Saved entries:
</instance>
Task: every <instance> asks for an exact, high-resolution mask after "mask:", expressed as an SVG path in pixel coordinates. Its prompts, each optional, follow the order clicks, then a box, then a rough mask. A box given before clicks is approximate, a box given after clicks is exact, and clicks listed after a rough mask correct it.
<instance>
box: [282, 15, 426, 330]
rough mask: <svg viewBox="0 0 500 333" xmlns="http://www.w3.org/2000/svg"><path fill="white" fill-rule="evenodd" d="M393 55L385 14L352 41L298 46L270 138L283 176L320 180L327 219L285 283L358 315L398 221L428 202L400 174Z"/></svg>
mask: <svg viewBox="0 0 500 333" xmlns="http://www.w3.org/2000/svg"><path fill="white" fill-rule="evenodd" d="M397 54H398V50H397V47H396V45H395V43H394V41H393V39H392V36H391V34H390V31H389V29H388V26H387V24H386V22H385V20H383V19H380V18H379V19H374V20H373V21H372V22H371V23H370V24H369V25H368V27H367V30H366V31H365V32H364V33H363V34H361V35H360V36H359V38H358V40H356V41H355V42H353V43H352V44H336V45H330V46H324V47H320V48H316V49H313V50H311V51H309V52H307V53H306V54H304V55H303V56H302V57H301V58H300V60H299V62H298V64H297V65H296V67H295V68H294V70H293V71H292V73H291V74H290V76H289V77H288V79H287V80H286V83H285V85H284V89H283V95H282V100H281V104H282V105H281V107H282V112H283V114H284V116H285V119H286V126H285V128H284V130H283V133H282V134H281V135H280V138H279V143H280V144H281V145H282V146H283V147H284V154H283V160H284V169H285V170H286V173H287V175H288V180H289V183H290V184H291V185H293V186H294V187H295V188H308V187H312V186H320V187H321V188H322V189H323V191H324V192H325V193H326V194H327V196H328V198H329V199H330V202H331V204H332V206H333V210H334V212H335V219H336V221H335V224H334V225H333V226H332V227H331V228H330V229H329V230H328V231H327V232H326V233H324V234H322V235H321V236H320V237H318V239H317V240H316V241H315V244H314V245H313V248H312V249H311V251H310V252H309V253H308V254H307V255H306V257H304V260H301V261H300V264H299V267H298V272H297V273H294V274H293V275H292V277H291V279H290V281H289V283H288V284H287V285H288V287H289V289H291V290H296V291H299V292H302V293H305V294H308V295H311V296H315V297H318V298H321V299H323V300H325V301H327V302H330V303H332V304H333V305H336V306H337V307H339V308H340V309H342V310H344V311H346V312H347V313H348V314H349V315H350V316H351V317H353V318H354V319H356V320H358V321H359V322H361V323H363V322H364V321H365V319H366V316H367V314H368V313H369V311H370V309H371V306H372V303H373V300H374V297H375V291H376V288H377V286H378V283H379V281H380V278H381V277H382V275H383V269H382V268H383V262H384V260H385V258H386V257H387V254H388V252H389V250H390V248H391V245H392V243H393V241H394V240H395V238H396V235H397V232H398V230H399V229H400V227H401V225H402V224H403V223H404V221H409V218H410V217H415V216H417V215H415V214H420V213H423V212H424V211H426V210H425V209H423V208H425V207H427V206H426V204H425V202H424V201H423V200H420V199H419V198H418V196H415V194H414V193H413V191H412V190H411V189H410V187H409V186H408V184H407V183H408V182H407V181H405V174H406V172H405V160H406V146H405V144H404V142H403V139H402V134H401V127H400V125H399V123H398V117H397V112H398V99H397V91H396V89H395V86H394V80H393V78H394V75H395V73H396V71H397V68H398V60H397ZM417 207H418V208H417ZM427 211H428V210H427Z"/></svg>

WHAT IS REQUIRED:
Go through the data above and find the lines with the word "instance". Copy each of those lines.

EXERCISE SOLUTION:
</instance>
Task: every <instance> asks for an exact, high-resolution mask after "mask:", expressed as an SVG path in pixel coordinates. Its prompts, each optional, follow the order clicks, then a box, then a rough mask. A box given before clicks is approximate, a box given after clicks is exact, and clicks listed after a rough mask correct it.
<instance>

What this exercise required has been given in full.